#### Travail demandé
- 1) Combien de grandes familles de photos le texte sur la photographie numérique distingue-t-il ?
- 2) Recopie le passage du texte sur la photographie numérique à partir de « La photo personnelle, celle » jusqu'à « de famille récupérée. » inclus.

#### Texte fourni
>>>>>
C’est une image prise de la réalité et qui se trouve généralement contenue dans
un fichier numérique, en tout cas pour une très grosse majorité des photos 
prises aujourd’hui. Qui dit numérique dit copiable à loisir sans dégradation de
qualité, réutilisable, modifiable, bref, tout l’inverse d’une photo « à 
l’ancienne », sur support papier. En ce sens, la photographie a suivi la même 
évolution que la musique ou le cinéma.

Quelle est la considération apportée aujourd’hui à une photo ? J’ai distingué 
trois grandes familles qui ne sont toutefois pas exclusives les unes des 
autres.

*
[image 3: enfant_plage][3]

Crédit photo : Traaf

La photo personnelle, celle qui est prise par le commun des mortels avec 
l’appareil photo numérique qu’il a à sa disposition. Les photos du mariage du 
cousin Albert, celle du petit dernier qui patauge dans le sable au bord de la 
mer, bref, une photo qui n’a, à priori, d’intérêt que pour le photographe 
lui-même et éventuellement son entourage proche. Il y a 20 ans, elle n’avait 
que très peu de chances d’avoir une autre vie que celle de relique dans l’album
familial ou, à la rigueur, comme membre d’une immense collection chez un 
aficionados de la photo de famille récupérée.

Le seul cas ou on parle d’argent avec les photos personnelles sont les grandes 
occasions (mariage, photo de famille…) où l’on fait appel à un professionnel de
la photo qui va fournir une prestation de service ponctuelle qu’on peut 
qualifier de travail artistique. Il est généralement entendu qu’une photo est 
ensuite la propriété du commanditaire, ou qu’il a en tout cas toute latitude 
pour faire ce que bon lui semble des clichés, il n’y a donc généralement pas à 
proprement parler de droit d’auteur à protéger. De plus en plus de 
consommateurs de photos personnelles prises par des professionnels se tournent 
d’ailleurs vers l’amateur de photo possédant un matériel d’une qualité un peu 
plus élevée et un début d’expérience ayant plu. C’est généralement avant tout 
dans une optique d’économie, mais aussi parfois pour le plaisir d’associer une 
personne de son entourage à un moment fort de sa vie plutôt qu’un inconnu, tout
professionnel soit-il.

Aujourd’hui, la numérisation donne une seconde vie à tous ces clichés qui 
peuvent, techniquement en tout cas, au détour d’un site de partage, devenir des
photos des deux autres familles ci-dessous, ouvrant ainsi une myriade de 
possibilités concernant le droit d’auteur.
<<<<<
#### Données recueillies
>>>>>
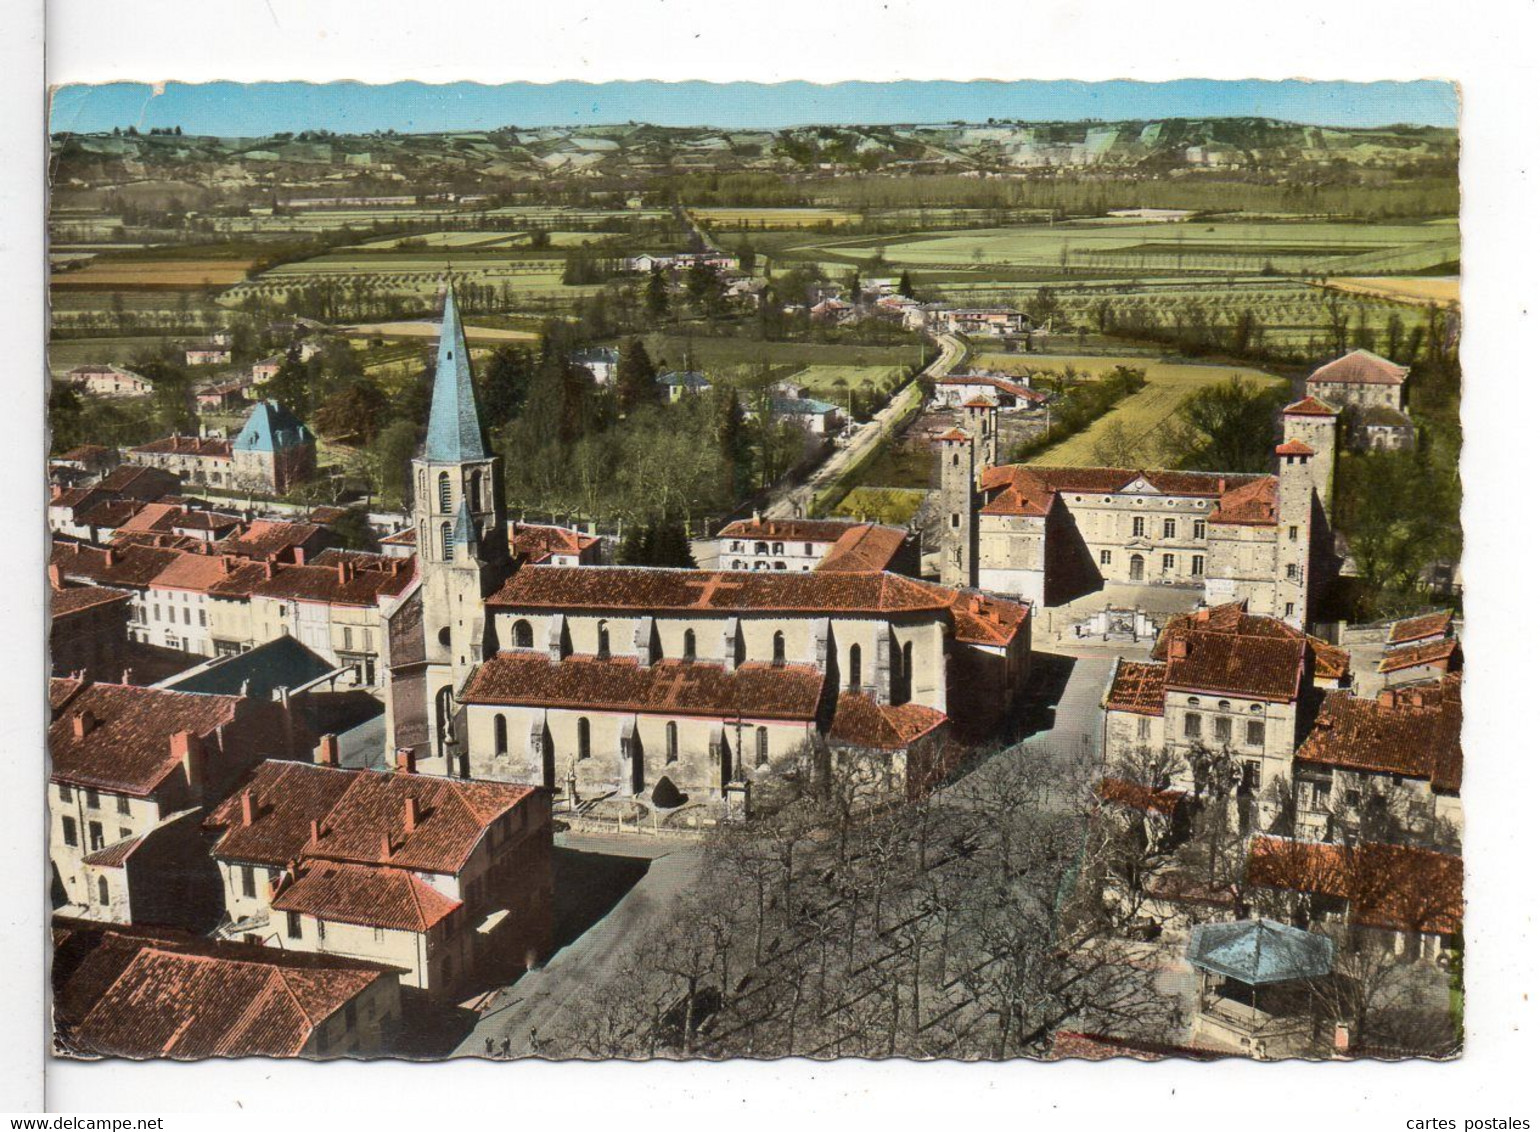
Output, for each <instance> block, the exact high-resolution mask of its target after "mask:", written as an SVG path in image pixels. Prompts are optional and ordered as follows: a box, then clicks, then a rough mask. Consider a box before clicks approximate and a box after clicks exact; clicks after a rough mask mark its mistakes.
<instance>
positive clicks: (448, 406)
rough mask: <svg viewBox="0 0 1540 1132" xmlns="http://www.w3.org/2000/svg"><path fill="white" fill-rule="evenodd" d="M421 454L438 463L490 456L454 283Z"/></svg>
<<<<<
#### Réponses par consigne
- 1) Trois grandes familles.

- 2)
La photo personnelle, celle qui est prise par le commun des mortels avec 
l’appareil photo numérique qu’il a à sa disposition. Les photos du mariage du 
cousin Albert, celle du petit dernier qui patauge dans le sable au bord de la 
mer, bref, une photo qui n’a, à priori, d’intérêt que pour le photographe 
lui-même et éventuellement son entourage proche. Il y a 20 ans, elle n’avait 
que très peu de chances d’avoir une autre vie que celle de relique dans l’album
familial ou, à la rigueur, comme membre d’une immense collection chez un 
aficionados de la photo de famille récupérée.